What you are asked to do =
Print, verbatim and with nothing else, the lines of the records between the one containing "Flashcard Front: What region of the image contains the parked" and the one containing "240,55,264,82", inclusive.

Information provided =

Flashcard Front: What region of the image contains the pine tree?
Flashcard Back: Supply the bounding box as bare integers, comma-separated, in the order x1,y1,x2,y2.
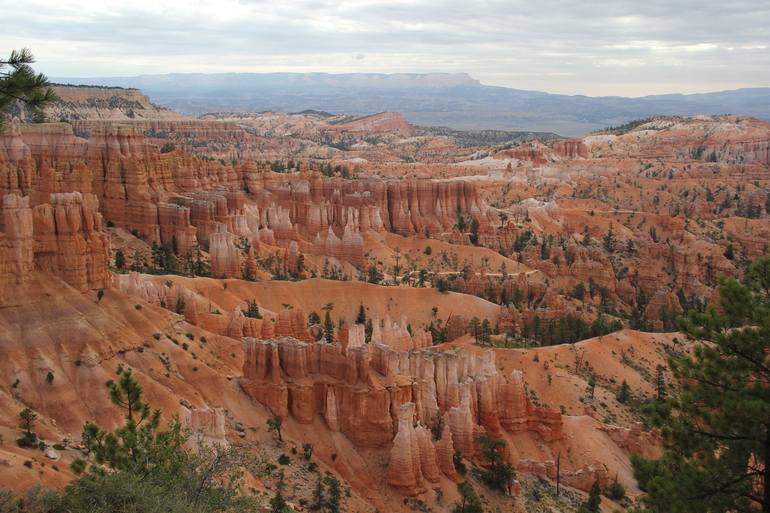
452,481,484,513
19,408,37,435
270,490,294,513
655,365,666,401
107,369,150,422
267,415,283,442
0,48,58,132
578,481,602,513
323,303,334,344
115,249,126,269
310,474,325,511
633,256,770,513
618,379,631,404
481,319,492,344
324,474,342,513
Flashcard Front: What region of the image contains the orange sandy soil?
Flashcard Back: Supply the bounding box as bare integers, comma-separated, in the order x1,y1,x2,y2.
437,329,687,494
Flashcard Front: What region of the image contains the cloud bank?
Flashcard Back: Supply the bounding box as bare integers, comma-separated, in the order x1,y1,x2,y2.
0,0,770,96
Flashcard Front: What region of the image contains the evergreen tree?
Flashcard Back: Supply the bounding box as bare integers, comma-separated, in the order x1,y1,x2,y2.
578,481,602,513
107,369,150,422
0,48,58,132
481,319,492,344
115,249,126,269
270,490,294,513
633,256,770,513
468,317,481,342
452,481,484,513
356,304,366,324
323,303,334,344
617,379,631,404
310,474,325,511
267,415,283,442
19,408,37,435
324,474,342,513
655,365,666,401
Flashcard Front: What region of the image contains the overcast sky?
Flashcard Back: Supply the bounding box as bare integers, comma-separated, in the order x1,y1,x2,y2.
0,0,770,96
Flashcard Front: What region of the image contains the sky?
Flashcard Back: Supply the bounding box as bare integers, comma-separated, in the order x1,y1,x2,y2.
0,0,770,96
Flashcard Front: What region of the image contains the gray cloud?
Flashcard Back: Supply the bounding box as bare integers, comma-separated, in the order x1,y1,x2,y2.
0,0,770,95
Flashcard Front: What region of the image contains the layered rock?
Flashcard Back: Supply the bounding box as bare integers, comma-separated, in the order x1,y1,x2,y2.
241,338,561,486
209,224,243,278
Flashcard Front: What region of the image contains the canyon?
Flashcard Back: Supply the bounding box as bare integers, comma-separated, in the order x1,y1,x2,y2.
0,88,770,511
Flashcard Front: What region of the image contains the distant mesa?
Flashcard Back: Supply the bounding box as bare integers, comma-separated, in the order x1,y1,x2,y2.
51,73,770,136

* * *

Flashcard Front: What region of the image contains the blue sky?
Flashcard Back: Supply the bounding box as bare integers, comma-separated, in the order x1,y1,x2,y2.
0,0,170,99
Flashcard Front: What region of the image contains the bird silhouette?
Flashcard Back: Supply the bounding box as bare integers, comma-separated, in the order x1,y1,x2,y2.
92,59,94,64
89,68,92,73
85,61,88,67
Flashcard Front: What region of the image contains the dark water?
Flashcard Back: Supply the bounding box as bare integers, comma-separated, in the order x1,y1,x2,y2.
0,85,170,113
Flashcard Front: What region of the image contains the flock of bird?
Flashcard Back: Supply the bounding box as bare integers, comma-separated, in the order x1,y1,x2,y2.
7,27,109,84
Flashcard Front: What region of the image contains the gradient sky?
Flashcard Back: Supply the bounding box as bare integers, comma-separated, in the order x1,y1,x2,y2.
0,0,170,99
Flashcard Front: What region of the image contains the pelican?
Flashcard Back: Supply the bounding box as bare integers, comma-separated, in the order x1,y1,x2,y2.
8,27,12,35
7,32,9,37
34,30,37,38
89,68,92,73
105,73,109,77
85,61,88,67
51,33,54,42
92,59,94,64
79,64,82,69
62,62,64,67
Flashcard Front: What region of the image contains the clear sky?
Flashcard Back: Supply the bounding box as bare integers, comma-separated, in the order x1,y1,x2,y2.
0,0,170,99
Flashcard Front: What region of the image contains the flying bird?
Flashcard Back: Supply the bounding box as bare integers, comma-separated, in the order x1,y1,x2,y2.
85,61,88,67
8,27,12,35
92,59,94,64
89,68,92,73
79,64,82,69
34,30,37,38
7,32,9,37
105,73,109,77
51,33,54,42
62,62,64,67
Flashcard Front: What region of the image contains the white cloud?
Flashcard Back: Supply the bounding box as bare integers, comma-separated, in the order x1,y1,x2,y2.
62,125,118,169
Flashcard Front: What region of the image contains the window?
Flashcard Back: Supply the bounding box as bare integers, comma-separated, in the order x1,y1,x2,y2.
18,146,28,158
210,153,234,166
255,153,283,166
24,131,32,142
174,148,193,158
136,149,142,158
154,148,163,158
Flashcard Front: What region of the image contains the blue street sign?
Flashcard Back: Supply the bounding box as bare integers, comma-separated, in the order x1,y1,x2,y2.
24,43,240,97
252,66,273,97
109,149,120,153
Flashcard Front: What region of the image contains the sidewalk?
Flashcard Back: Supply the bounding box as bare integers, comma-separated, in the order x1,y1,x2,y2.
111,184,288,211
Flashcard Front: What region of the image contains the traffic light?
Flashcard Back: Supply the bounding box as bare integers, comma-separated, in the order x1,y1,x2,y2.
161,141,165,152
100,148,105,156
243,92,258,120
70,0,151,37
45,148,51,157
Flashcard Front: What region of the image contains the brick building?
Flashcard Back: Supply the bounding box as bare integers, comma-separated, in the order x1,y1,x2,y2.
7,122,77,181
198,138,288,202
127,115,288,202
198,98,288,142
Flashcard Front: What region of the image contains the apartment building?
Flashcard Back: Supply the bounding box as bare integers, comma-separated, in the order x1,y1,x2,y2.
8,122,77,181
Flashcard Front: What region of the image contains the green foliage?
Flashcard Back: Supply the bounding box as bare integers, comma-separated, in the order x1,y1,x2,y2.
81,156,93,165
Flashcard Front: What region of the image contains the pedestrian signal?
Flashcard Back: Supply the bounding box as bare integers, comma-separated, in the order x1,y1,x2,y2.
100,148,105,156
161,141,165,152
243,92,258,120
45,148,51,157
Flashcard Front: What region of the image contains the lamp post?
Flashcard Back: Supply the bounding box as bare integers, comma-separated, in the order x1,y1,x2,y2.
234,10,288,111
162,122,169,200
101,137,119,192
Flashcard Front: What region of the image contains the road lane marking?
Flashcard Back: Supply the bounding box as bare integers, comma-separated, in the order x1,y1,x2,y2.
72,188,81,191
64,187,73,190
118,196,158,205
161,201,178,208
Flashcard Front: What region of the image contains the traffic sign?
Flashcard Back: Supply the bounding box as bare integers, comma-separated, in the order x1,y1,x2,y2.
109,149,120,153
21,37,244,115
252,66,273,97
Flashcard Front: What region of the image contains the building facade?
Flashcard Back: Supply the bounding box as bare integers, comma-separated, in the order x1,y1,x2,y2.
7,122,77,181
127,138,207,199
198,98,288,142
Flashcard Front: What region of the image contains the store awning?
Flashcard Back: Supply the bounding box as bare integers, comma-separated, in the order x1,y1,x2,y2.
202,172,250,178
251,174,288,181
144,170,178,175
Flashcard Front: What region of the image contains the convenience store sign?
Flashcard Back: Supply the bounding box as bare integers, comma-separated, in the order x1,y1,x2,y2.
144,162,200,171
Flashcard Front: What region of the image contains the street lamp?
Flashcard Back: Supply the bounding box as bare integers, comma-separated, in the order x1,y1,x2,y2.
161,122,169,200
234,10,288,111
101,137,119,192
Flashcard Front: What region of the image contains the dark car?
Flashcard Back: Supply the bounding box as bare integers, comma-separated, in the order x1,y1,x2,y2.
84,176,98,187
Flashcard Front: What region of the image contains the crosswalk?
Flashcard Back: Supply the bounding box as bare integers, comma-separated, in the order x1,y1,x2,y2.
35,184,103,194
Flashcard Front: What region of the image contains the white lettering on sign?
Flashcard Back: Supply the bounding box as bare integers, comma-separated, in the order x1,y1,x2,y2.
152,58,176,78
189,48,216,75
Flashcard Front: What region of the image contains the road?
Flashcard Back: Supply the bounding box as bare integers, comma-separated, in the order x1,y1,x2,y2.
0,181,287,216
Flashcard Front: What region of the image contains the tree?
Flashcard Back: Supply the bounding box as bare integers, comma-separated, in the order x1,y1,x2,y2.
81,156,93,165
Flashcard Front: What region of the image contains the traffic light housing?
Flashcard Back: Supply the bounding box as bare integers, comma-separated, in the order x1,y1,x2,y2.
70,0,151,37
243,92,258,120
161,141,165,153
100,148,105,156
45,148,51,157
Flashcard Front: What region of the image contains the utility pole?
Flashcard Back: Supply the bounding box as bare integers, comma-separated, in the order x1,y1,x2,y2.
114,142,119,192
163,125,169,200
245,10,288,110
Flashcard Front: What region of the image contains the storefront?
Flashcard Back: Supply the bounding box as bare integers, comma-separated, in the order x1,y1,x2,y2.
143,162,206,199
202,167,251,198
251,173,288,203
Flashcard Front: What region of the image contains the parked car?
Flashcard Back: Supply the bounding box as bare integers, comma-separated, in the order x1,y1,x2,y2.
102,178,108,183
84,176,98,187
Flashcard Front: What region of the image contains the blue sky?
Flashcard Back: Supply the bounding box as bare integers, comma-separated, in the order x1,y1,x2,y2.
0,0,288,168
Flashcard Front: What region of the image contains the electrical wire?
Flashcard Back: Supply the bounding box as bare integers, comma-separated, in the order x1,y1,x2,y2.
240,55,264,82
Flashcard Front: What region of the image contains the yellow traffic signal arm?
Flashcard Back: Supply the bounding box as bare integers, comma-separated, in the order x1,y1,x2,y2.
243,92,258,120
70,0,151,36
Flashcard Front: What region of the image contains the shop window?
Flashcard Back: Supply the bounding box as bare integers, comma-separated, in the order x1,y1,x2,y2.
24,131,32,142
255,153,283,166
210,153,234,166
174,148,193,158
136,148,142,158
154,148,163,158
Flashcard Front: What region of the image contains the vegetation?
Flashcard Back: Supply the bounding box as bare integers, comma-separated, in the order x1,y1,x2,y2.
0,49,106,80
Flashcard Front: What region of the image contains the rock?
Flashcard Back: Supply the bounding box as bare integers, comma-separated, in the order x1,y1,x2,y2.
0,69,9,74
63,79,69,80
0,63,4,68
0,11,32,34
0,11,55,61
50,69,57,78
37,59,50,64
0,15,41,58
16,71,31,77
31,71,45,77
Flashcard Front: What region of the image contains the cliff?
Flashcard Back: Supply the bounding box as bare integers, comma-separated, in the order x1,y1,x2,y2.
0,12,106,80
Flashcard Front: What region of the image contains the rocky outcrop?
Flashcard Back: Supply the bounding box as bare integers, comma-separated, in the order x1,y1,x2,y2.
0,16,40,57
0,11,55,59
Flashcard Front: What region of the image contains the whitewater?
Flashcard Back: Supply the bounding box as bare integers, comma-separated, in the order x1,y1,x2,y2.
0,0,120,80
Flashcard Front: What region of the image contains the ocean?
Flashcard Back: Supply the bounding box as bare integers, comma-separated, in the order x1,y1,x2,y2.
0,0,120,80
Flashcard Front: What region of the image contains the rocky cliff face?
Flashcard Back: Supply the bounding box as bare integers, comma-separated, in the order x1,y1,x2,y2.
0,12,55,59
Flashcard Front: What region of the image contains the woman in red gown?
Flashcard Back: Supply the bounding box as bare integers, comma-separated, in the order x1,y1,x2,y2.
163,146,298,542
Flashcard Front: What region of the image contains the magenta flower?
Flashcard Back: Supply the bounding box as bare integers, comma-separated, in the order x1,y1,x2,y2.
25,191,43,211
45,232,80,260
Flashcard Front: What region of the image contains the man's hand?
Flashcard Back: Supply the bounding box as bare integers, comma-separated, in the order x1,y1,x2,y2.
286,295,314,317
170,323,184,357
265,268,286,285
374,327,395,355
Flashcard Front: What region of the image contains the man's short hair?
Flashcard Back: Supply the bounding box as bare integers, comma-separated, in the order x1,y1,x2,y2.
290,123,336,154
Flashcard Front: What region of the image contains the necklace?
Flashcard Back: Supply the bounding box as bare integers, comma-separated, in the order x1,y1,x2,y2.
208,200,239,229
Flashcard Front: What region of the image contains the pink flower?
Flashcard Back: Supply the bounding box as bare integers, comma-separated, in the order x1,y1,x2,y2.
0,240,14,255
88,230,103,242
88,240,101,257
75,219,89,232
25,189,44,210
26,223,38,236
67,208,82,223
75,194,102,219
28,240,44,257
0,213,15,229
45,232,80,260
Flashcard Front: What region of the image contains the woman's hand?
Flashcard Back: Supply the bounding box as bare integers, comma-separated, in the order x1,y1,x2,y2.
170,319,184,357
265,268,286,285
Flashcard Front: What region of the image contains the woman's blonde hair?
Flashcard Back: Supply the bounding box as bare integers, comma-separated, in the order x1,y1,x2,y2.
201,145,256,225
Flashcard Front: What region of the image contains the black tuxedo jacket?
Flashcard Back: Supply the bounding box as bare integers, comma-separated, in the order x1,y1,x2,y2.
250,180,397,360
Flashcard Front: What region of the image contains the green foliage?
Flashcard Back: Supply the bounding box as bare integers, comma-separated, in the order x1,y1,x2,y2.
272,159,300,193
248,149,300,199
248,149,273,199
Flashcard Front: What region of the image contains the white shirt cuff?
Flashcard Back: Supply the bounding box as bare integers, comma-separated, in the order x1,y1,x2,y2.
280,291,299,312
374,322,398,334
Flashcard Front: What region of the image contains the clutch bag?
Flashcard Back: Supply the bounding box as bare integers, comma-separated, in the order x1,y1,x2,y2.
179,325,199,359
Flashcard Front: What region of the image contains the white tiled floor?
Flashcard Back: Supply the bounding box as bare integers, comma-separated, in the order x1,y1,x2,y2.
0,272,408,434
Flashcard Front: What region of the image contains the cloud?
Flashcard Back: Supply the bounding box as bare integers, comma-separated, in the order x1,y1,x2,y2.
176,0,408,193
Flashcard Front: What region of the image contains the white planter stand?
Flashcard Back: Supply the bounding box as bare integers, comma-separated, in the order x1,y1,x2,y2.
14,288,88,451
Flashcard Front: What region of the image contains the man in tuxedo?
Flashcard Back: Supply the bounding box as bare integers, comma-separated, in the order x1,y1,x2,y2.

Finished answer =
Flashcard Front: What region of the image contains the parked car?
Flashcard Back: Supply the bounding box as bare integers, comma-separated, in the order x1,y1,x2,y2.
102,178,108,183
84,176,98,187
Flashcard Front: What region of the image contains the blue sky?
Flashcard Back: Supply the bounding box as bare integers, comma-separated, in the order x1,y1,x2,y2.
0,0,288,168
Flashcard Front: What region of the image contains the electrical wire?
Flashcard Back: Supply the bounding box as bare integers, comma-separated, in the order x1,y1,x2,y2.
240,55,264,82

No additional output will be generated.